Object pointing dataset rows:
● ● ● ●

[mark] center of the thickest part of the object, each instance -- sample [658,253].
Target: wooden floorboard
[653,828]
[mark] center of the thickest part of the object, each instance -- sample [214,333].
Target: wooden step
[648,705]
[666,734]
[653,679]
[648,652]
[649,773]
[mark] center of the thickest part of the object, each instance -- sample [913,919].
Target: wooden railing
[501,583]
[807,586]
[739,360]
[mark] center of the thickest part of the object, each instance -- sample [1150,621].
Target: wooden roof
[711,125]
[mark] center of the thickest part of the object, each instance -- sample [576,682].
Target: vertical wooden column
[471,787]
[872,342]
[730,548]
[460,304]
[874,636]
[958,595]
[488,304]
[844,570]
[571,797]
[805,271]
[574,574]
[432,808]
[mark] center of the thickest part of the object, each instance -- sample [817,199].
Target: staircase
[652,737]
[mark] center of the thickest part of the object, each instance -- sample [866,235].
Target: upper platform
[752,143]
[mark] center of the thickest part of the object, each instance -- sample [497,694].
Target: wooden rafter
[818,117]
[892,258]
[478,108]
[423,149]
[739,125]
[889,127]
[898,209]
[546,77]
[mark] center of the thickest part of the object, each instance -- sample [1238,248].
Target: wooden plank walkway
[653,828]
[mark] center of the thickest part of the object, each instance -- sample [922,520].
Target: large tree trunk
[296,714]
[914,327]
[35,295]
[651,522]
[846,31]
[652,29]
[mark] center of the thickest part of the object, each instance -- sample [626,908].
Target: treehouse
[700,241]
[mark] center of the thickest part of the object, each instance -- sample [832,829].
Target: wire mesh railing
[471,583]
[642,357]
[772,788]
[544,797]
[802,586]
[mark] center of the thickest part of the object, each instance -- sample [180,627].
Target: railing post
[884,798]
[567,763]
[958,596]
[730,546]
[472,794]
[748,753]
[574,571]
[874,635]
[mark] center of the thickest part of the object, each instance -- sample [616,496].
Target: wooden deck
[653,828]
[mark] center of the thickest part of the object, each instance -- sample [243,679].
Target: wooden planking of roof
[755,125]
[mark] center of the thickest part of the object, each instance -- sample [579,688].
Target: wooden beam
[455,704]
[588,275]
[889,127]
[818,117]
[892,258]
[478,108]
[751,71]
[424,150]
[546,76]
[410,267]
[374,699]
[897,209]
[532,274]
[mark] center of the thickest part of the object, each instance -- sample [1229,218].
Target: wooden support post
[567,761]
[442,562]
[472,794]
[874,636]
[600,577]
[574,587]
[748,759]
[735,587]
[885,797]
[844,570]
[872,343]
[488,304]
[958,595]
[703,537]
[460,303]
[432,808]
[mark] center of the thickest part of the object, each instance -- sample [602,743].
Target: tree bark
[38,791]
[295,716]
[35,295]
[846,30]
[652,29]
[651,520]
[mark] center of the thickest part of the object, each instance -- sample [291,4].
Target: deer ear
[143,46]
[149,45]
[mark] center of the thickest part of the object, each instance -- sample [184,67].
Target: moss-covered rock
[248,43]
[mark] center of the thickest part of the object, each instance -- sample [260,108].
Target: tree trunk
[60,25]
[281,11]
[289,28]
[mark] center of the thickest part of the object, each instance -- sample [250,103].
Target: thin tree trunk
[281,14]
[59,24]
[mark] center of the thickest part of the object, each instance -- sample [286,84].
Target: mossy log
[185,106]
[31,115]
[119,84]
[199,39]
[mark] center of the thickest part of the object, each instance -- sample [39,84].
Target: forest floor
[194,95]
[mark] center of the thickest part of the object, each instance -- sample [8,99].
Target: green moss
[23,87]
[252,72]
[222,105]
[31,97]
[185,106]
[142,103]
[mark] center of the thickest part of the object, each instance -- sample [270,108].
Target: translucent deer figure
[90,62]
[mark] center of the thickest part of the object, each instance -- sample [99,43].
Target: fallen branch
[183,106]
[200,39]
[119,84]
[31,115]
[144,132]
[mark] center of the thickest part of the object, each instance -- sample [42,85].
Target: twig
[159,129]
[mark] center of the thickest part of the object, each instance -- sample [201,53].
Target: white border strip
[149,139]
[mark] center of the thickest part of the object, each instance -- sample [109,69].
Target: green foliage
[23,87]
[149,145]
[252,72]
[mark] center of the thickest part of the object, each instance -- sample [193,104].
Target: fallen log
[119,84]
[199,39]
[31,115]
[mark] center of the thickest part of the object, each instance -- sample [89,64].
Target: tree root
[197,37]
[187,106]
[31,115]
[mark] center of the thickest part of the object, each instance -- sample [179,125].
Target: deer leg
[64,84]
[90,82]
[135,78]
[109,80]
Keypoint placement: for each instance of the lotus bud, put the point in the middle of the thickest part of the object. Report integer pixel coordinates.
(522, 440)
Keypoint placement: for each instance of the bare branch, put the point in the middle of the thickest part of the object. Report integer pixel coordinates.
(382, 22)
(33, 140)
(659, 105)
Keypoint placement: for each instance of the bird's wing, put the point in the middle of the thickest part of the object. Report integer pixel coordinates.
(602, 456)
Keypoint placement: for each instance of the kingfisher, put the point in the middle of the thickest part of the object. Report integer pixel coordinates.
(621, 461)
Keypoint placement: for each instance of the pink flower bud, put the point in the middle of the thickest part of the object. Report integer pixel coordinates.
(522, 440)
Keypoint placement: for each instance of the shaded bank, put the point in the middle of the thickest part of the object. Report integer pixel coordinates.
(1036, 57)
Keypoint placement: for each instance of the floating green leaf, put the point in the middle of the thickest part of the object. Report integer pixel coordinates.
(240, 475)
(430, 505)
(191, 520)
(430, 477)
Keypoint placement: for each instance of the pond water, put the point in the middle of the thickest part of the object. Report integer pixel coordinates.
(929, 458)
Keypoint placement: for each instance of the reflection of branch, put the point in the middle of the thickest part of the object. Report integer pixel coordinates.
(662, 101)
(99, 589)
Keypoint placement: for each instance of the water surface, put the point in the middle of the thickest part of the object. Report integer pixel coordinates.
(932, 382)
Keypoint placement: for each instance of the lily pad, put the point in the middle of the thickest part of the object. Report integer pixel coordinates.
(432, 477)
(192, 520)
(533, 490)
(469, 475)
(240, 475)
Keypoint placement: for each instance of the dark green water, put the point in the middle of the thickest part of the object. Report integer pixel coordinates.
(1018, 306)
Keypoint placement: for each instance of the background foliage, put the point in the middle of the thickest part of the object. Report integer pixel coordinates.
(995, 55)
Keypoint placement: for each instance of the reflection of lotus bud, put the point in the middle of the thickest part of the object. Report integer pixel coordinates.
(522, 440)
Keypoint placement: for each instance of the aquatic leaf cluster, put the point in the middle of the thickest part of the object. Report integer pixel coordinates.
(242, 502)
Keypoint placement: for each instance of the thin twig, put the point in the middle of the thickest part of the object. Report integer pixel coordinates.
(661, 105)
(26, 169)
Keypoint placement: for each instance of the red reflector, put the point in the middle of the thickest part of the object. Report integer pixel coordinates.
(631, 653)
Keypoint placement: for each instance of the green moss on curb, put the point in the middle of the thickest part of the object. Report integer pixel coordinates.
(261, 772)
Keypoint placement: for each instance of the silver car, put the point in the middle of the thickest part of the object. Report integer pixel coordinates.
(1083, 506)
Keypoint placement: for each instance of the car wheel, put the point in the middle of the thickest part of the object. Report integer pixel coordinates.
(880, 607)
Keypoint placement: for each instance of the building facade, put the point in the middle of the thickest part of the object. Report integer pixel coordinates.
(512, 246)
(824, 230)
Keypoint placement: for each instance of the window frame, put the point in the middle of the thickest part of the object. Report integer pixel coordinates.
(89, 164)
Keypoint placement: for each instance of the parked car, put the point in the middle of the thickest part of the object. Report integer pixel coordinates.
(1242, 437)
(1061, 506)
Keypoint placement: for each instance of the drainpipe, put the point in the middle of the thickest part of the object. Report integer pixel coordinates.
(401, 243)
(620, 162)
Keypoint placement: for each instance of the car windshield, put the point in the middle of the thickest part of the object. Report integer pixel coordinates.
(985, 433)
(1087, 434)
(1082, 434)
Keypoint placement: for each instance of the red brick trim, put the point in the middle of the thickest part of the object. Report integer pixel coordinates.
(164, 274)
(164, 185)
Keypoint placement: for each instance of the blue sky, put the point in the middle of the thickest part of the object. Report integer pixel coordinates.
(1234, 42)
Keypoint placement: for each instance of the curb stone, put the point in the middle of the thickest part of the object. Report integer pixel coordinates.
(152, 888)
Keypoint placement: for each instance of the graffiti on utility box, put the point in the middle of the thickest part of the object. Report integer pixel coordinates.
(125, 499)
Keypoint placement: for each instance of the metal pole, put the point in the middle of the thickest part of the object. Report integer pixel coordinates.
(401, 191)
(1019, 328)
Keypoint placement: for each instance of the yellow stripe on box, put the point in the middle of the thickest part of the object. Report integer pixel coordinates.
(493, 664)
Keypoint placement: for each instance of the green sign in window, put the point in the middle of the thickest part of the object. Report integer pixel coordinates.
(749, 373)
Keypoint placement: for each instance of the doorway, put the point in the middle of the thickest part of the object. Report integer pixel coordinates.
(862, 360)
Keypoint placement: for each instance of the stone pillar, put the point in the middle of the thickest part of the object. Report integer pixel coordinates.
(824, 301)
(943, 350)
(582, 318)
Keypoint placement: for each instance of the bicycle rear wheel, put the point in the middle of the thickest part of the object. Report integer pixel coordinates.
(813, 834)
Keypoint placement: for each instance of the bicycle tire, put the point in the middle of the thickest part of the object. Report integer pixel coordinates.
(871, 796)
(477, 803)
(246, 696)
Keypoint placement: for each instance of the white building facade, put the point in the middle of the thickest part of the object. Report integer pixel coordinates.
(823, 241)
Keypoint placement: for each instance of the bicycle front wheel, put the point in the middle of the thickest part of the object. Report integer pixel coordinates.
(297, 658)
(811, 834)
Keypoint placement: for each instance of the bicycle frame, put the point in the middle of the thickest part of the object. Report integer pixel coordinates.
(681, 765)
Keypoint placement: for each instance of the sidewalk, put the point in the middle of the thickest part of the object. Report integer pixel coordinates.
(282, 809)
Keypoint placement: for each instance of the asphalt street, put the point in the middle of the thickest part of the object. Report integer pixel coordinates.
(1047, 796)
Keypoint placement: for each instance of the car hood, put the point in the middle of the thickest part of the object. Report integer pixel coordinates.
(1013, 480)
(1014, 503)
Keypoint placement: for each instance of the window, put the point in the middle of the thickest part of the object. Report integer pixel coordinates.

● ● ● ●

Add 47 to every coordinate in the answers, and write out again each line of the listing from the line that contains "Keypoint placement: for each instance of the doorway, put" through the end of the listing, keeping the requests as they are.

> **SOLUTION TO THIS TASK**:
Keypoint placement: for each instance of the doorway, put the point in the middle of the thickest part of the object. Report integer pixel coordinates.
(909, 407)
Keypoint placement: for each instance of the stone pillar, put the point in the middle of the thickest part of the object. Report integer pixel coordinates.
(871, 348)
(990, 397)
(629, 365)
Keypoint placement: for each instance of the bicycle rear wheel, put the point in the middle of the thickest part of the object. Report integer pixel coordinates.
(860, 881)
Keypoint placement: for each instance of the bicycle tire, put the point in the middle of the thickest part of the object. Report integer pixel coordinates.
(918, 843)
(524, 850)
(293, 743)
Keypoint placement: for each instance of the white building facade, put the point in the middle of the thickest part of the object. Report integer pixel coordinates.
(870, 288)
Keypoint placement: for each instance of the bicycle front wheel, put the point in the middle of the thickest part of the object. Report integer pixel coordinates.
(344, 705)
(858, 881)
Keypoint placement: for each instance of the bicycle frame, put the point in the middle of the thickest part of the object. Report integer pixel coordinates.
(728, 812)
Keypoint placement: for each instance of the sidewalk, put the point in the middle of the thickest part of the object. Report integer pixel coordinates.
(329, 856)
Keypoint placement: for each instance of the asphalt street, put the point in the middle of the thickest part of the object. Report integer pixel coordinates.
(1094, 843)
Keypoint placement: for each instance of the car hood, put the point in the middle of the thickest part of the object. Report integer pixel coordinates.
(1060, 527)
(1061, 550)
Keypoint placement: for each instance of the window, put the point in the middle of the thickest part of the object. Report integer pixel coordinates.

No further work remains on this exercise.